История устроена как ниппель – общество никогда не возвращается просто назад. Всегда появляется что‑то новое. Россия первой ступила на путь создания социального государства. Уже немало. Но страна и ее лидеры стремились к большему – к созданию мощной индустриальной державы, организованной совершенно по‑новому, как рациональная производительная фабрика.

Сталин продолжал идти путем Ленина и Маркса, реализуя идеал централизованного общества, где все трудятся по единому плану. Неизвестно, могли ли представители других течений большевизма ближе подвинуть общество к этому «коммунистическому идеалу», по мере надобности перекраивая фасад советской «демократии».

 

* * *

Но может быть Сталин был тайным врагом марксизма и демократом? Эта точка зрения становится все более модной среди правых сталинистов. Здесь парадоксальным образом смыкаются хрущевский и устряловский мифы: Сталин уничтожал коммунистов – значит был врагом коммунизма – значит боролся против коммунизма за возвращение на «путь мировой цивилизации», благополучно проложенный странами Запада. Оказывается, Сталин тайно мечтал о демократии и политическим плюрализме.

Записи данных:
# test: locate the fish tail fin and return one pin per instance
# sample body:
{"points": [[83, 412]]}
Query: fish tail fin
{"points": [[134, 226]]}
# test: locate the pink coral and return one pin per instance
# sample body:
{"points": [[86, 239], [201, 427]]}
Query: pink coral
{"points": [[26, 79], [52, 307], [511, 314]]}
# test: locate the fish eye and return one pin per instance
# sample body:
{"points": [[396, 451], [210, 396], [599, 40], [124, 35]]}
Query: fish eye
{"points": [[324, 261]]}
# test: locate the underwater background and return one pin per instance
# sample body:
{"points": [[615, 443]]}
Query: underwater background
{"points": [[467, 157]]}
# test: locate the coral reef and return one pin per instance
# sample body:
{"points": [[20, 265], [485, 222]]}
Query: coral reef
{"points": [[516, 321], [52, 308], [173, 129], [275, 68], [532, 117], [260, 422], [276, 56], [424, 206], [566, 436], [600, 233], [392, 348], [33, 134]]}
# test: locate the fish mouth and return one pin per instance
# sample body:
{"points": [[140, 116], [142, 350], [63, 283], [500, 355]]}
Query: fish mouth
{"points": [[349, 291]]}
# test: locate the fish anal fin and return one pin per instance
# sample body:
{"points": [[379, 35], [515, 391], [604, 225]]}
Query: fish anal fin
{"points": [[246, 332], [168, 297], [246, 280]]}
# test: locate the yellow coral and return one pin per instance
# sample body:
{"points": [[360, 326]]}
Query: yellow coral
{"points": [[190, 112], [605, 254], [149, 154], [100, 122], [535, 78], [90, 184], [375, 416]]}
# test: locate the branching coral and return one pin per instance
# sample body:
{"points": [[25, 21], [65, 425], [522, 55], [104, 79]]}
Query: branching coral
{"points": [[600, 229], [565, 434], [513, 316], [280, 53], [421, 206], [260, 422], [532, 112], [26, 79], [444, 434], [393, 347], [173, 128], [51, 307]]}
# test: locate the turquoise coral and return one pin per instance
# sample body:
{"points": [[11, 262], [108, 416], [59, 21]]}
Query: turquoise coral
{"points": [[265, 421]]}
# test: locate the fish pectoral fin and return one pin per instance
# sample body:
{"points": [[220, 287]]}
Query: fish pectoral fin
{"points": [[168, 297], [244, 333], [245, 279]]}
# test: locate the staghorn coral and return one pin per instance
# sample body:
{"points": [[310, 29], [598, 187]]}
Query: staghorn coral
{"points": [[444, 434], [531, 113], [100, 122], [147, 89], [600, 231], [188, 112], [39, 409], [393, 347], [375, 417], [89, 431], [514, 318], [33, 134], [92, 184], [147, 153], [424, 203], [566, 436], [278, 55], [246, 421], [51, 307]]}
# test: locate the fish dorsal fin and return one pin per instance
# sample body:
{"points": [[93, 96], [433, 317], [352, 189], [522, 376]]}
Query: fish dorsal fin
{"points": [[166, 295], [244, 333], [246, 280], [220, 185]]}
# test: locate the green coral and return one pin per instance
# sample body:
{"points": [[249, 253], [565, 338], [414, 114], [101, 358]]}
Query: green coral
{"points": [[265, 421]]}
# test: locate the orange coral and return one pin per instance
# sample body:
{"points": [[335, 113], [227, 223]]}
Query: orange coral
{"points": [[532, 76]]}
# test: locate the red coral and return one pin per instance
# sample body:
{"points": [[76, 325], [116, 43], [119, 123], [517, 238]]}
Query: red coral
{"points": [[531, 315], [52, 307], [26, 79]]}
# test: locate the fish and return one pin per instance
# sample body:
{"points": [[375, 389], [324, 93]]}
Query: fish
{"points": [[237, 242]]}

**Условие задания**.
Скопируйте из текста о Сталине и марксизме фрагмент от слов «Сталин продолжал идти» до слов «и политическим плюрализме.» включительно.

**Письменный ответ**.
Сталин продолжал идти путем Ленина и Маркса, реализуя идеал централизованного общества, где все трудятся по единому плану. Неизвестно, могли ли представители других течений большевизма ближе подвинуть общество к этому «коммунистическому идеалу», по мере надобности перекраивая фасад советской «демократии».

 

* * *

Но может быть Сталин был тайным врагом марксизма и демократом? Эта точка зрения становится все более модной среди правых сталинистов. Здесь парадоксальным образом смыкаются хрущевский и устряловский мифы: Сталин уничтожал коммунистов – значит был врагом коммунизма – значит боролся против коммунизма за возвращение на «путь мировой цивилизации», благополучно проложенный странами Запада. Оказывается, Сталин тайно мечтал о демократии и политическим плюрализме.